Point localization data
___
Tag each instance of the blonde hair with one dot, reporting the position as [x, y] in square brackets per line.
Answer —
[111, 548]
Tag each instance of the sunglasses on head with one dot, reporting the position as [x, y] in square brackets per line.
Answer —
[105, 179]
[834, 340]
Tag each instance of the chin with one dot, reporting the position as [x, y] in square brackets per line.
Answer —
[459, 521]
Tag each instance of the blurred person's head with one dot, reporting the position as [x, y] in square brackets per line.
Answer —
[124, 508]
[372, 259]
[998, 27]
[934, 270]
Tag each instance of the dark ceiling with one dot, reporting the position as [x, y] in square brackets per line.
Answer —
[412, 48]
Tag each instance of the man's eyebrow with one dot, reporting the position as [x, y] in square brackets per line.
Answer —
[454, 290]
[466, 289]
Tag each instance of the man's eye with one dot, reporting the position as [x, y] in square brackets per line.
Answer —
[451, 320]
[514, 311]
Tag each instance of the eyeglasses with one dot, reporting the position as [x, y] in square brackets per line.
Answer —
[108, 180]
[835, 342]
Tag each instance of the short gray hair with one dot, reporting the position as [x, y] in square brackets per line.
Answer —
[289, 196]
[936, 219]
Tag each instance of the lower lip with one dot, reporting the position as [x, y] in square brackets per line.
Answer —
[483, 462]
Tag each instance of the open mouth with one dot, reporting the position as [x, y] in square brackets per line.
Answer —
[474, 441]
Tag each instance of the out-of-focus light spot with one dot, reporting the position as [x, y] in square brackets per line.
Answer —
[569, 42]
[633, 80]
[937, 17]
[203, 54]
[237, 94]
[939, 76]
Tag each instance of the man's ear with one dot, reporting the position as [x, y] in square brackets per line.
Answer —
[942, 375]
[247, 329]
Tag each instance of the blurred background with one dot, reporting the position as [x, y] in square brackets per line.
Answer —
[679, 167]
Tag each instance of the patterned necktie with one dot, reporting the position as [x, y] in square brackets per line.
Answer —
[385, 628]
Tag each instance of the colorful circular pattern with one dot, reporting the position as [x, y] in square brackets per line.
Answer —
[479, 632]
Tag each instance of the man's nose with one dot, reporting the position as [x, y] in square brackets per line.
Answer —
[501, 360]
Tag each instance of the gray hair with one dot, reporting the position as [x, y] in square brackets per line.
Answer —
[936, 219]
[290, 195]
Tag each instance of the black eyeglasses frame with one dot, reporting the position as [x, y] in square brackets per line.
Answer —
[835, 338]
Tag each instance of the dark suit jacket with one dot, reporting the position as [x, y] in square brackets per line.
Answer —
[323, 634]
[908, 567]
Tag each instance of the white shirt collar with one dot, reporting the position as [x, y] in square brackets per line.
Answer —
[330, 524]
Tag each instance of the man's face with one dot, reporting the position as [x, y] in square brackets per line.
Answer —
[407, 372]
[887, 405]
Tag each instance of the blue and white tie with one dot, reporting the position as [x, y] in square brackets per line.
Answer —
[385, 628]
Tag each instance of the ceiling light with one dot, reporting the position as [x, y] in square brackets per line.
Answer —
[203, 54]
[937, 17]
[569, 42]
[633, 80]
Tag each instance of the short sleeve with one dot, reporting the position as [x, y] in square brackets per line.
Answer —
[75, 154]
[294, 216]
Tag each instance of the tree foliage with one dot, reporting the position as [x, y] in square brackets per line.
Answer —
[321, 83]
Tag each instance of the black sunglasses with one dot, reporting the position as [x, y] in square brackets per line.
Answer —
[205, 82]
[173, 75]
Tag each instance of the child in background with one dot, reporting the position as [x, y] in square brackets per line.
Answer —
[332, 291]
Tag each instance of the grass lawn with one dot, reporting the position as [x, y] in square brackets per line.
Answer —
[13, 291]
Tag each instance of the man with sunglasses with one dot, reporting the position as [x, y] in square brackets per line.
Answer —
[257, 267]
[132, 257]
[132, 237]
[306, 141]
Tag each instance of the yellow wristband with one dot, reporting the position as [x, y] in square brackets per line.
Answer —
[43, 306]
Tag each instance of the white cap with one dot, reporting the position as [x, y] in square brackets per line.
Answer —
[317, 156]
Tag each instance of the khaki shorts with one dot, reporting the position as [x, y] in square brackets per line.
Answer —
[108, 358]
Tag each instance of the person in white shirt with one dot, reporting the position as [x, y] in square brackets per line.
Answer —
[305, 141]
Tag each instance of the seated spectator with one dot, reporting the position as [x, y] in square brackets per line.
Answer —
___
• **EXERCISE DETAILS**: Transcribe only the lines from the beginning of the entries to the line with "Tag each instance of the sunglasses", inclusive, exactly as written.

• **OUTPUT**:
Tag each instance of the blonde hair with one dot, reporting the position as [x, y] in square brackets per line.
Answer —
[111, 548]
Tag each instance of the sunglasses on head with one dot, reporting the position as [x, y] in square brackets per line.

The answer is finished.